TEXTE DE LA PAGE>
___
Les Premiers ministres français peuvent être classés en deux catégories : ceux qui s’intéressent aux enjeux écologiques (ils se font rares ces dernières années) et ceux qui n’en ont cure (on les a davantage observés). Michel Barnier, membre du parti de droite Les Républicains, fait étonnamment partie de la première catégorie. L’homme de 73 ans a été nommé à Matignon par Emmanuel Macron le 5 septembre, et ce, alors que son parti est arrivé en quatrième position du scrutin, avec seulement 47 sièges (sur 577) à l’Assemblée nationale.
Malgré des positions libérales sur l’économie, Michel Barnier n’hésite pas à affirmer depuis des années que l’écologie est un sujet de la plus haute importance, qui doit être davantage pris en compte par sa famille politique. « L’écologie n’est pas une lubie de quelques scientifiques, déclarait-il en octobre 2021, alors qu’il était candidat à la primaire des Républicains, avant d’être battu par Valérie Pécresse. Ce n’est pas une mode. Ce n’est pas la propriété d’un groupe, d’un clan ou d’un parti politique. La droite républicaine et le centre doivent avoir une vision, une ambition, un engagement [sur l’écologie et le changement climatique]. »
Son intérêt pour ces sujets ne date pas d’hier. Dès 1971, Michel Barnier a travaillé au sein du cabinet du tout Premier ministre de l’Environnement en France, Robert Poujade — le président de la République était alors Georges Pompidou. Plus tard, de 1978 à 1993 — sous Valéry Giscard d’Estaing puis François Mitterrand —, Michel Barnier a été député, et rapporteur du budget de l’environnement en tant que membre de la commission des finances. En 1990, il a publié l’ouvrage Le Défi écologique, chacun pour tous.
Une appétence, sincère, qui lui a valu d’être moqué dans son propre camp. « Beaucoup ricanaient : “Michel, c’est cui-cui les petits oiseaux” », rapporte un de ses anciens collaborateurs, cité dans le journal Le Monde. Jusqu’au jour où Michel Barnier est devenu ministre de l’Environnement, de 1993 à 1995, toujours sous François Mitterrand.
___
LIGNES DE DONNÉES>
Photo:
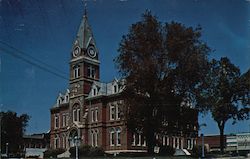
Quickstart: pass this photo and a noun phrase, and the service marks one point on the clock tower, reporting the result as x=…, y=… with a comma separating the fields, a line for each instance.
___
CONSIGNES>
1. Citez le passage du texte sur Michel Barnier qui commence aux mots « Les Premiers ministres » et s'achève après les mots « à l’Assemblée nationale. ».
2. Traduisez en anglais cette phrase du texte sur Michel Barnier : « Michel Barnier, membre du parti de droite Les Républicains, fait étonnamment partie de la première catégorie. »
3. Poursuivez le texte sur Michel Barnier à la suite de sa dernière phrase.

RÉPONSES FOURNIES>
1.
Les Premiers ministres français peuvent être classés en deux catégories : ceux qui s’intéressent aux enjeux écologiques (ils se font rares ces dernières années) et ceux qui n’en ont cure (on les a davantage observés). Michel Barnier, membre du parti de droite Les Républicains, fait étonnamment partie de la première catégorie. L’homme de 73 ans a été nommé à Matignon par Emmanuel Macron le 5 septembre, et ce, alors que son parti est arrivé en quatrième position du scrutin, avec seulement 47 sièges (sur 577) à l’Assemblée nationale.

2. Michel Barnier, a member of the right-wing party Les Républicains, surprisingly belongs to the first category.

3.
Héritage
Quoique peu connu du grand public, Michel Barnier a laissé un héritage dans le milieu de l’écologie, encore visible et valorisé aujourd’hui. Il a notamment fait voter une loi portant son nom, en 1995, qui comprenait, entre autres : la création de la Commission nationale du débat public (pour discuter de grands projets d’infrastructures), l’instauration d’une taxe sur le transport maritime, l’inscription du principe du pollueur-payeur dans le droit de l’environnement… Le fonds Barnier, mis en place pour aider les collectivités à faire face aux catastrophes naturelles ? C’est encore lui. « Il y a des choses positives dans son bilan », reconnaît Jean Burkard, directeur du plaidoyer à WWF France, malgré les positions économiques libérales du nouveau Premier ministre.
Après être passé aux Affaires européennes (de 1995 à 1997) puis aux Affaires étrangères (de 2004 à 2005), Michel Barnier est devenu ministre de l’Agriculture et de la Pêche, de 2007 à 2009. Nicolas Sarkozy était alors président de la République. « Michel Barnier est quelqu’un qui a affirmé à plusieurs reprises que l’agriculture ne pouvait pas être laissée aux seules lois du marché. C’était d’ailleurs le titre de son dernier discours de ministre de l’Agriculture, en 2009. On saura le lui rappeler », prévient Laurence Marandola, porte-parole du syndicat la Confédération paysanne.
Michel Barnier lors de l’inauguration des championnats de France de Labour, le 14 septembre 2008 à La Daguenière (Maine-et-Loire). © Mathieu Génon / Reporterre
L’autre dada de Michel Barnier ? L’Europe. Il a été commissaire européen (1999-2004 et 2010-2014) et eurodéputé (2009-2010). Il est particulièrement connu et reconnu pour avoir négocié la sortie du Royaume-Uni de l’Union européenne. « Ses positions en faveur du Pacte vert européen [un ensemble de textes ambitieux pour respecter l’Accord de Paris sur le climat] sont étonnement progressistes à l’échelle du groupe dont il est membre, le PPE [Parti populaire européen] », observe Neil Makaroff, expert associé à la Fondation Jean-Jaurès. Il poursuit : « Michel Barnier est même monté assez vite au créneau pour le défendre, un soutien réaffirmé depuis, alors même que son parti s’évertuait à démonter le Pacte vert. »
Croissance verte
Toutefois, sa vision de l’écologie est celle d’un homme de droite. Si Michel Barnier ne nie pas la réalité scientifique — il a l’habitude de citer les travaux du Giec, le Groupe d’experts intergouvernemental sur l’évolution du climat —, il croit que c’est compatible avec la poursuite de la croissance économique. « Nous avons des raisons, je le crois, de bâtir un modèle de croissance écologique, d’une croissance durable qui fasse en sorte que l’on respecte davantage les ressources et les espaces, parce que les ressources et les espaces ne sont ni gratuits ni inépuisables », affirmait-il en 2021. En clair : l’écologie, oui, la remise en question du modèle économique actuel, non.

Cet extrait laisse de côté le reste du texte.